[BEGIN AVAILABLE DATA]
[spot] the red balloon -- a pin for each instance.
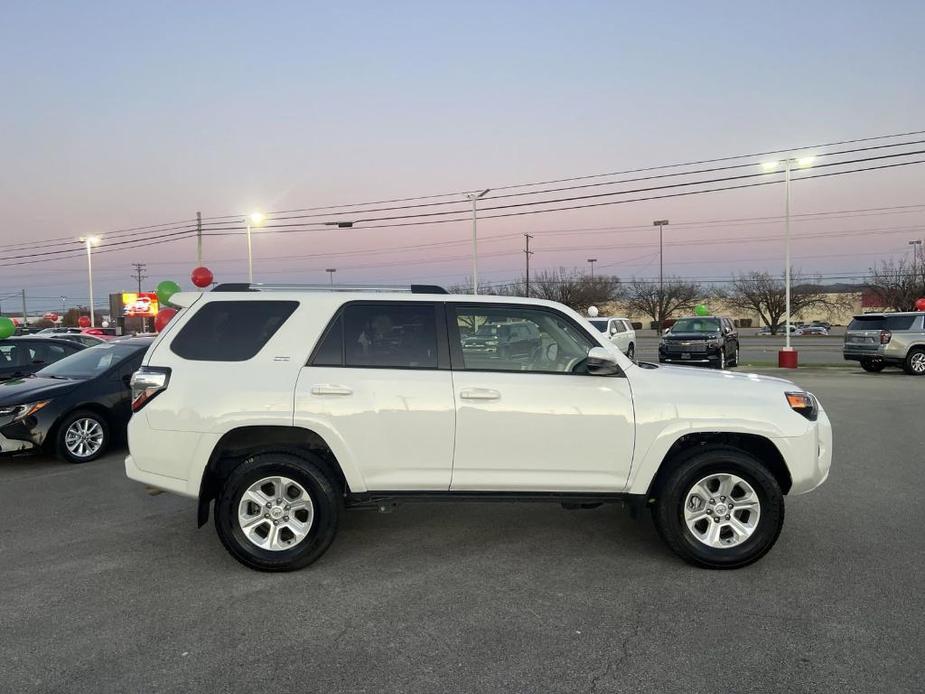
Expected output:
(163, 317)
(202, 277)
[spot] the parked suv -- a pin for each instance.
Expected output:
(619, 331)
(878, 340)
(705, 340)
(287, 407)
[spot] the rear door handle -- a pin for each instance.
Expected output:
(330, 389)
(480, 394)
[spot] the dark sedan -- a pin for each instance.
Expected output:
(21, 356)
(76, 407)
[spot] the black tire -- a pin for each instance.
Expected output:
(61, 448)
(915, 362)
(873, 365)
(326, 500)
(668, 510)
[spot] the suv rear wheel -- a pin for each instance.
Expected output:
(277, 512)
(872, 365)
(720, 508)
(915, 362)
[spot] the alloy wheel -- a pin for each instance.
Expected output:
(84, 437)
(276, 513)
(722, 510)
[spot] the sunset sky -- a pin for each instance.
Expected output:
(125, 114)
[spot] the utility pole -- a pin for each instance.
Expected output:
(198, 240)
(527, 254)
(139, 273)
(661, 271)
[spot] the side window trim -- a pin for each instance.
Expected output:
(456, 355)
(443, 352)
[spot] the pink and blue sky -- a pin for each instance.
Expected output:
(123, 114)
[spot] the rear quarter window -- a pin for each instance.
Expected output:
(230, 330)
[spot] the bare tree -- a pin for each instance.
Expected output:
(898, 284)
(644, 297)
(766, 295)
(569, 287)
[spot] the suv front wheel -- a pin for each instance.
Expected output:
(720, 508)
(277, 512)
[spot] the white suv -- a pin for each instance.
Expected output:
(288, 406)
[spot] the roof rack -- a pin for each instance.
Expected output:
(245, 287)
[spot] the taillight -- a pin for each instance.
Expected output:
(147, 382)
(804, 403)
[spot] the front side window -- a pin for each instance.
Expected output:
(499, 338)
(230, 330)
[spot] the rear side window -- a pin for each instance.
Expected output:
(383, 335)
(882, 323)
(230, 330)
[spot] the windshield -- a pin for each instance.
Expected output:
(90, 362)
(696, 325)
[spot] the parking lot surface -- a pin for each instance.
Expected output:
(106, 588)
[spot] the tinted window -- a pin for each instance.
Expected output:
(882, 323)
(90, 362)
(331, 350)
(552, 344)
(393, 335)
(230, 330)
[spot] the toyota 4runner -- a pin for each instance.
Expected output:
(282, 407)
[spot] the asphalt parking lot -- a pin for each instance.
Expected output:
(106, 588)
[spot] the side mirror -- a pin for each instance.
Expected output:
(601, 362)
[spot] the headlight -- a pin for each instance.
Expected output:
(804, 403)
(22, 411)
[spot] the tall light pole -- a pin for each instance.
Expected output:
(915, 244)
(660, 223)
(801, 162)
(474, 197)
(255, 219)
(90, 242)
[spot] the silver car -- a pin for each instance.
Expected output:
(878, 340)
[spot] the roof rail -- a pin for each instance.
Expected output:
(245, 287)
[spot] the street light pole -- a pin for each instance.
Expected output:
(256, 218)
(474, 197)
(660, 223)
(89, 242)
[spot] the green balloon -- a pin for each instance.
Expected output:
(165, 290)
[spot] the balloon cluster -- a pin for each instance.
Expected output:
(200, 277)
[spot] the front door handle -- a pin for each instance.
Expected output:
(330, 389)
(480, 394)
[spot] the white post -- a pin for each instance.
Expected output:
(787, 246)
(90, 275)
(250, 258)
(475, 246)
[END AVAILABLE DATA]
**GIVEN REQUEST:**
Convert the lines, starting at the line that contains "[spot] the side mirror" and running through the last of the rows, into a Markdown table with the columns "No." and "Line". Give each line a number, and leave out any blank lines.

**EXERCISE SOLUTION:**
| No. | Line |
|---|---|
| 1 | [spot] the side mirror -- a pin for each instance. |
| 2 | Expected output: |
| 3 | (601, 362) |
| 4 | [spot] the headlight -- a pin for each instance. |
| 5 | Expected output: |
| 6 | (804, 403) |
| 7 | (22, 411) |
| 8 | [spot] the tall light pole -- a pin for each instance. |
| 9 | Expected output: |
| 10 | (915, 244) |
| 11 | (660, 223) |
| 12 | (801, 162) |
| 13 | (474, 197) |
| 14 | (255, 219) |
| 15 | (90, 242) |
| 16 | [spot] the silver car -- a pin for each instance. |
| 17 | Expected output: |
| 18 | (878, 340) |
| 19 | [spot] the roof rail -- a pin for each instance. |
| 20 | Expected output: |
| 21 | (245, 287) |
| 22 | [spot] the street light pole -- a pin for each instance. |
| 23 | Expected output: |
| 24 | (256, 218) |
| 25 | (474, 197) |
| 26 | (660, 223) |
| 27 | (89, 242) |
| 28 | [spot] the green balloon -- a pin for each instance. |
| 29 | Expected output: |
| 30 | (165, 290) |
| 31 | [spot] the balloon cluster -- a pin for each instance. |
| 32 | Expected output: |
| 33 | (200, 277) |
| 34 | [spot] the front door handle -- a pin for each instance. |
| 35 | Expected output: |
| 36 | (330, 389) |
| 37 | (480, 394) |
| 38 | [spot] the white post -- a pin for each instance. |
| 39 | Expected output: |
| 40 | (787, 246) |
| 41 | (90, 275) |
| 42 | (250, 258) |
| 43 | (475, 246) |